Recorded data
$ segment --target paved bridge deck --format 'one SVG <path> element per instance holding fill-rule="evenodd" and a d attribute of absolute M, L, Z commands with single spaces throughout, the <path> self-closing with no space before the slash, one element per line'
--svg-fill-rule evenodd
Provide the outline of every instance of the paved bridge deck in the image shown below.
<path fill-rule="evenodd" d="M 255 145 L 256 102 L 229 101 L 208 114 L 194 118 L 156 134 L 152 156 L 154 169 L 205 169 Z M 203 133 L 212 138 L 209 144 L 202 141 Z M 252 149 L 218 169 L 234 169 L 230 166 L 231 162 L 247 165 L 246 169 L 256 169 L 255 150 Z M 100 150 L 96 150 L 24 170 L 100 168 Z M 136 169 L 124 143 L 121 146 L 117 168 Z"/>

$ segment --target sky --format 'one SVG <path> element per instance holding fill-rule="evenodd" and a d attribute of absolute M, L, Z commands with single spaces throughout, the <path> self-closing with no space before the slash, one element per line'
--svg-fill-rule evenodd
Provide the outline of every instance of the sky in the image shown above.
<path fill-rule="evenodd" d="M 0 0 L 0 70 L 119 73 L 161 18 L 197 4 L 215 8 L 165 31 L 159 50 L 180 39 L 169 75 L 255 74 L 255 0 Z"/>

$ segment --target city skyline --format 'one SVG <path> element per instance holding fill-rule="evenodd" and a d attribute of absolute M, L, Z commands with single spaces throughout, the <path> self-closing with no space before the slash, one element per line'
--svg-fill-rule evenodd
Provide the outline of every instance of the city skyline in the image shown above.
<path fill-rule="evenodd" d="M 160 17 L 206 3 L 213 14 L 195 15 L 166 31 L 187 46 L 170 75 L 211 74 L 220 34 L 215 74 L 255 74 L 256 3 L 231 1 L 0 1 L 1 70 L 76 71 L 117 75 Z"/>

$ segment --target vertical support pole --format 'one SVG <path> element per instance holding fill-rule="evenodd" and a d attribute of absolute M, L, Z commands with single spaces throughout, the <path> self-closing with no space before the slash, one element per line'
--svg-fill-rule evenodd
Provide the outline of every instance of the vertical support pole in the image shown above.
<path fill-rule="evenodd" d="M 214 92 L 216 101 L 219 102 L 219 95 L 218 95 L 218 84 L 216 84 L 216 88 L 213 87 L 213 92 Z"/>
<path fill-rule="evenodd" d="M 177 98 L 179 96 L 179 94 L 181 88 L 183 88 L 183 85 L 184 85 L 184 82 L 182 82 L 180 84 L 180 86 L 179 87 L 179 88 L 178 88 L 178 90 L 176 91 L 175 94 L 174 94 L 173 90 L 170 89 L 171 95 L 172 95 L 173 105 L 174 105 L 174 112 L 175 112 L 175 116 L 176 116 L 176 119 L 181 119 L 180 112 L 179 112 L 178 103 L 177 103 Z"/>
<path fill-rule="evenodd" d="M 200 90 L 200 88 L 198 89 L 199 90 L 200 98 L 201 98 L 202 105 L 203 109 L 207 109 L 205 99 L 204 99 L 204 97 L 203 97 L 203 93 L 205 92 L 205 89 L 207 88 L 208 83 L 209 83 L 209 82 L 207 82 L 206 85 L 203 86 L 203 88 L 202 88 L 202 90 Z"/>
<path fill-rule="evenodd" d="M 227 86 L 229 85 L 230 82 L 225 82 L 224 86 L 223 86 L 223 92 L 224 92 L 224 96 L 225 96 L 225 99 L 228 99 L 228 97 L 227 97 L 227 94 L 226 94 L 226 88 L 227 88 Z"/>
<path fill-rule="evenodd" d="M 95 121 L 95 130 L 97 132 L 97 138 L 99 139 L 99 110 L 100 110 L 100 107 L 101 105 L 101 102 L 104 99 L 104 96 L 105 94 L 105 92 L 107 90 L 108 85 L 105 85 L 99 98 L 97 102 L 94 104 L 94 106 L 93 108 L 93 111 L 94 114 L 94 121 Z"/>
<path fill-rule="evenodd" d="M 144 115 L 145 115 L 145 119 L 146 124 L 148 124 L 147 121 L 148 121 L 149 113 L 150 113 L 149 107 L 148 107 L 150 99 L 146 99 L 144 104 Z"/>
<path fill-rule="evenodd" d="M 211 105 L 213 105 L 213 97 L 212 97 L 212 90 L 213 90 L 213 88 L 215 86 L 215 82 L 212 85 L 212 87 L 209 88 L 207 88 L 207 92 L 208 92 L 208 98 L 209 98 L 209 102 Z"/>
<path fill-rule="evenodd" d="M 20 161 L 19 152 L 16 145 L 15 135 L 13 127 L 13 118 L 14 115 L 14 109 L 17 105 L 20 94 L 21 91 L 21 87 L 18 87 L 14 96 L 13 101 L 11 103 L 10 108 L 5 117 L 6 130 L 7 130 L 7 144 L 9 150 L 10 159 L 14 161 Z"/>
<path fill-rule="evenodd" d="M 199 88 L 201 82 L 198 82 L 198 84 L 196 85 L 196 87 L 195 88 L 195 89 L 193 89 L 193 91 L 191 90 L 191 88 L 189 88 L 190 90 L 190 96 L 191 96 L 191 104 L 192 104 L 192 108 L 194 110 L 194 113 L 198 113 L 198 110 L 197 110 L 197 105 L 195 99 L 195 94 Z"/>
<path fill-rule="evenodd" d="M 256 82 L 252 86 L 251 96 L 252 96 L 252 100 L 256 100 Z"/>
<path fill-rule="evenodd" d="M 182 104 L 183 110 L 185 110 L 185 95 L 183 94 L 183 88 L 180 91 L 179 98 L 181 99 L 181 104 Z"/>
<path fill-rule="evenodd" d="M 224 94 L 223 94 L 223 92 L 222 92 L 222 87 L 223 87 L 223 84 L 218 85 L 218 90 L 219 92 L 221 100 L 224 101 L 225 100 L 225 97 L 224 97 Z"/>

Short problem
Give the complete listing a second time, exactly as it reads.

Result
$ segment --target paved bridge deck --format 'one SVG <path> element per instance holding fill-rule="evenodd" and a d attribute of absolute M, L, Z commands with single spaces throughout, the <path> self-closing with no space before the slash, one element per line'
--svg-fill-rule evenodd
Provide the outline of every instance of the paved bridge deck in the image shown below.
<path fill-rule="evenodd" d="M 255 145 L 256 102 L 229 101 L 208 114 L 194 118 L 156 134 L 152 156 L 154 169 L 205 169 Z M 203 133 L 212 138 L 209 144 L 202 141 Z M 252 149 L 218 169 L 234 169 L 230 166 L 231 162 L 247 165 L 246 169 L 256 169 L 255 150 Z M 100 150 L 96 150 L 24 170 L 100 168 Z M 136 169 L 124 143 L 121 146 L 117 168 Z"/>

$ segment --target sky --format 'one SVG <path> element per instance holding fill-rule="evenodd" and a d attribute of absolute M, L, Z commands with single spaces throughout, the <path> self-closing with no space before the slash, one element per line'
--svg-fill-rule evenodd
Provide the outline of every instance of the sky in the image shown above.
<path fill-rule="evenodd" d="M 0 0 L 0 70 L 119 73 L 161 18 L 197 4 L 215 8 L 165 31 L 159 50 L 180 39 L 169 75 L 255 74 L 255 0 Z"/>

$ segment --target city skyline --format 'one SVG <path> element per instance holding fill-rule="evenodd" and a d attribute of absolute M, L, Z commands with single spaces throughout, the <path> self-closing with no space before the slash, one element per line'
--svg-fill-rule evenodd
Provide the outline of every instance of the city skyline in the image shown above.
<path fill-rule="evenodd" d="M 160 17 L 206 3 L 213 14 L 195 15 L 166 31 L 187 46 L 170 75 L 211 74 L 220 34 L 215 74 L 255 74 L 256 3 L 231 1 L 0 1 L 1 70 L 76 71 L 117 75 Z"/>

$ segment --target vertical support pole --format 'one SVG <path> element per instance holding fill-rule="evenodd" and a d attribute of absolute M, L, Z commands with single spaces throughout, the <path> self-closing with no space before the slash, one element per line'
--svg-fill-rule evenodd
Provide the outline of every instance of the vertical support pole in the image shown above.
<path fill-rule="evenodd" d="M 214 92 L 216 101 L 219 102 L 219 95 L 218 95 L 218 84 L 216 84 L 216 88 L 213 87 L 213 92 Z"/>
<path fill-rule="evenodd" d="M 177 98 L 179 96 L 179 94 L 181 88 L 183 88 L 183 85 L 184 85 L 184 82 L 182 82 L 180 84 L 180 86 L 179 87 L 179 88 L 178 88 L 178 90 L 176 91 L 175 94 L 174 94 L 173 90 L 170 89 L 171 95 L 172 95 L 173 105 L 174 105 L 174 112 L 175 112 L 175 116 L 176 116 L 176 119 L 181 119 L 180 112 L 179 112 L 178 103 L 177 103 Z"/>
<path fill-rule="evenodd" d="M 200 90 L 200 88 L 198 89 L 199 90 L 200 98 L 201 98 L 202 105 L 203 109 L 207 109 L 205 99 L 204 99 L 204 97 L 203 97 L 203 93 L 205 92 L 205 89 L 207 88 L 208 83 L 209 83 L 209 82 L 207 82 L 206 85 L 203 86 L 203 88 L 202 88 L 202 90 Z"/>
<path fill-rule="evenodd" d="M 227 86 L 229 85 L 230 82 L 225 82 L 224 86 L 223 86 L 223 92 L 224 92 L 224 96 L 225 96 L 225 99 L 228 99 L 228 97 L 227 97 L 227 94 L 226 94 L 226 88 L 227 88 Z"/>
<path fill-rule="evenodd" d="M 95 121 L 95 130 L 97 132 L 97 138 L 99 139 L 99 110 L 100 110 L 100 107 L 101 105 L 101 102 L 104 99 L 104 96 L 105 94 L 105 92 L 107 90 L 108 85 L 105 85 L 99 98 L 97 102 L 94 104 L 94 106 L 93 108 L 93 111 L 94 114 L 94 121 Z"/>
<path fill-rule="evenodd" d="M 144 115 L 145 115 L 145 119 L 146 124 L 148 124 L 147 121 L 148 121 L 149 113 L 150 113 L 149 107 L 148 107 L 150 99 L 146 99 L 144 104 Z"/>
<path fill-rule="evenodd" d="M 211 105 L 213 105 L 213 97 L 212 97 L 212 90 L 213 90 L 213 88 L 215 86 L 215 82 L 212 85 L 212 87 L 209 88 L 207 88 L 207 92 L 208 92 L 208 98 L 209 98 L 209 102 Z"/>
<path fill-rule="evenodd" d="M 20 161 L 19 152 L 16 145 L 15 135 L 13 127 L 13 118 L 14 115 L 14 109 L 17 105 L 20 94 L 21 91 L 21 87 L 18 87 L 14 96 L 13 101 L 11 103 L 10 108 L 5 117 L 6 130 L 7 130 L 7 144 L 9 150 L 10 159 L 14 161 Z"/>
<path fill-rule="evenodd" d="M 199 88 L 201 82 L 198 82 L 198 84 L 196 85 L 196 87 L 195 88 L 195 89 L 193 89 L 193 91 L 191 90 L 191 88 L 189 88 L 190 90 L 190 96 L 191 96 L 191 104 L 192 104 L 192 108 L 194 110 L 194 113 L 198 113 L 198 110 L 197 110 L 197 105 L 195 99 L 195 94 Z"/>
<path fill-rule="evenodd" d="M 256 82 L 252 86 L 251 96 L 252 96 L 252 100 L 256 100 Z"/>
<path fill-rule="evenodd" d="M 182 104 L 183 110 L 185 110 L 185 95 L 183 94 L 183 88 L 180 91 L 179 98 L 181 99 L 181 104 Z"/>
<path fill-rule="evenodd" d="M 224 94 L 223 94 L 223 92 L 222 92 L 222 87 L 223 87 L 223 84 L 218 85 L 218 90 L 219 92 L 221 100 L 224 101 L 225 100 L 225 97 L 224 97 Z"/>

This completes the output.